Consignes:
**A.** Réécrivez un passage de l'extrait sur le documentaire : commencez aux mots « Feng Jicai en » et arrêtez-vous après « le documentaire d’actualité. », en remplaçant « réalisateurs » par « cinéastes ».
**B.** Répondez aux questions suivantes à partir de l'extrait sur le documentaire.
(i) Avec les réflexions de qui celles de Feng Jicai ne sont-elles pas sans rapports ?
(ii) Qu'est-ce qui alourdit la première moitié du film ?
(iii) Quelle partie du film rattrape les lourdeurs initiales ?
**C.** Indiquez si chacune de ces affirmations s'accorde avec l'extrait sur le documentaire.
(i) Les réalisateurs ont voulu déborder de la situation concrète de leur personnage.
(ii) Le film gagne en homogénéité.
(iii) Les répétitions auraient pu être évitées au montage.

Extrait du document:
Feng Jicai en profite pour glisser de subtiles réflexions sur les ambiguïtés d’une société qui a du mal à distinguer le vrai du faux et finit par en perdre le goût et le sens de l’authentique – réflexions qui ne sont pas sans rapports avec celles de Zhao Xiaoyong. Au-delà de son aspect immédiat, le documentaire suggère ainsi des rapprochements au plus profond de la culture chinoise, mais sans que les réalisateurs aient voulu déborder de la situation concrète de leur personnage. On reste dans le documentaire d’actualité.

 

Le film y gagne certainement en homogénéité. Cependant, il pèche par une certaine maladresse dans la reconstitution plus ou moins évidente de certaines scènes (allant d’ailleurs dans le sens de l’impossible distinction entre l’authentique et le faux), mais surtout par quelques répétitions qui alourdissent la première moitié du film et qui auraient pu être évitées au montage. Heureusement la fin du film rattrape ces lourdeurs initiales.

[Données de pointage ancrées dans l'image]
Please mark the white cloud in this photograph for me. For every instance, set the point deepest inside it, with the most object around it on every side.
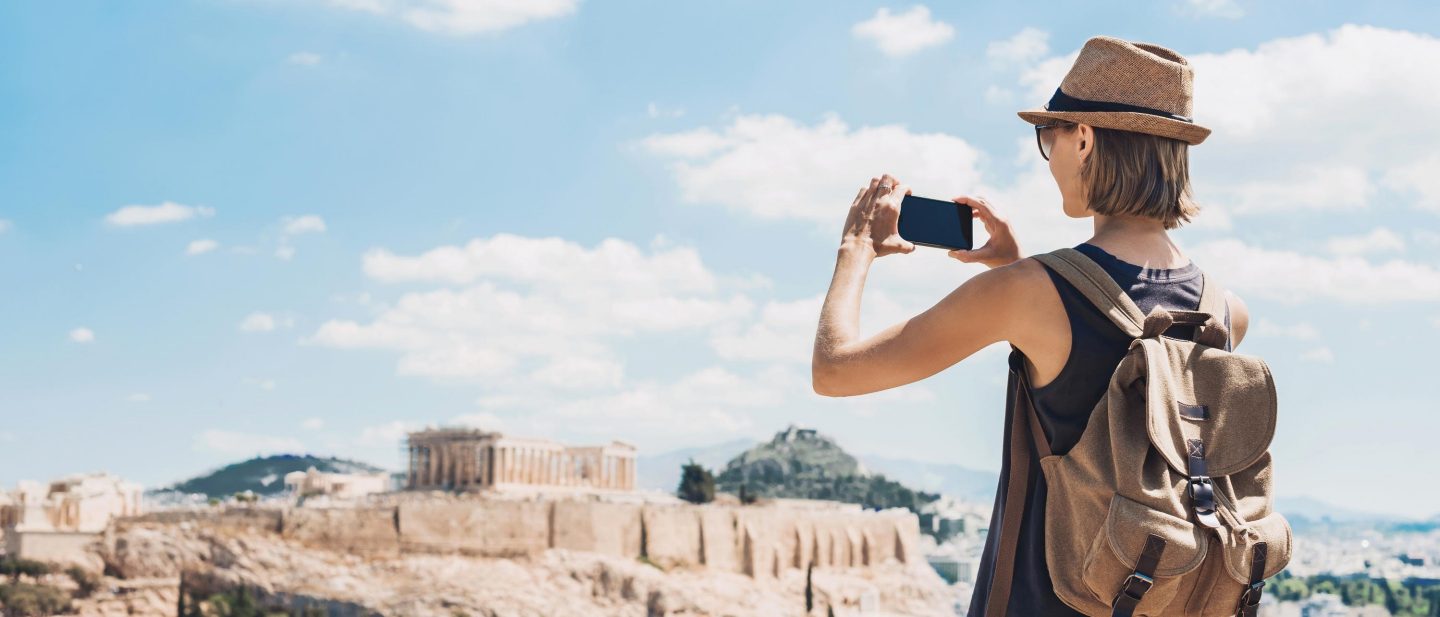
(1296, 330)
(785, 330)
(304, 58)
(579, 372)
(481, 420)
(166, 212)
(462, 16)
(265, 322)
(1347, 278)
(246, 443)
(200, 247)
(542, 261)
(1027, 46)
(307, 224)
(1378, 240)
(903, 33)
(1312, 188)
(1321, 355)
(1226, 9)
(775, 167)
(1419, 178)
(545, 306)
(390, 434)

Réponses par consigne:
**A.**
Feng Jicai en profite pour glisser de subtiles réflexions sur les ambiguïtés d’une société qui a du mal à distinguer le vrai du faux et finit par en perdre le goût et le sens de l’authentique – réflexions qui ne sont pas sans rapports avec celles de Zhao Xiaoyong. Au-delà de son aspect immédiat, le documentaire suggère ainsi des rapprochements au plus profond de la culture chinoise, mais sans que les cinéastes aient voulu déborder de la situation concrète de leur personnage. On reste dans le documentaire d’actualité.

**B.**
(i) Avec celles de Zhao Xiaoyong.
(ii) Quelques répétitions.
(iii) La fin du film.

**C.**
(i) Non : « sans que les réalisateurs aient voulu déborder de la situation concrète de leur personnage ».
(ii) Oui : « Le film y gagne certainement en homogénéité ».
(iii) Oui : « qui auraient pu être évitées au montage ».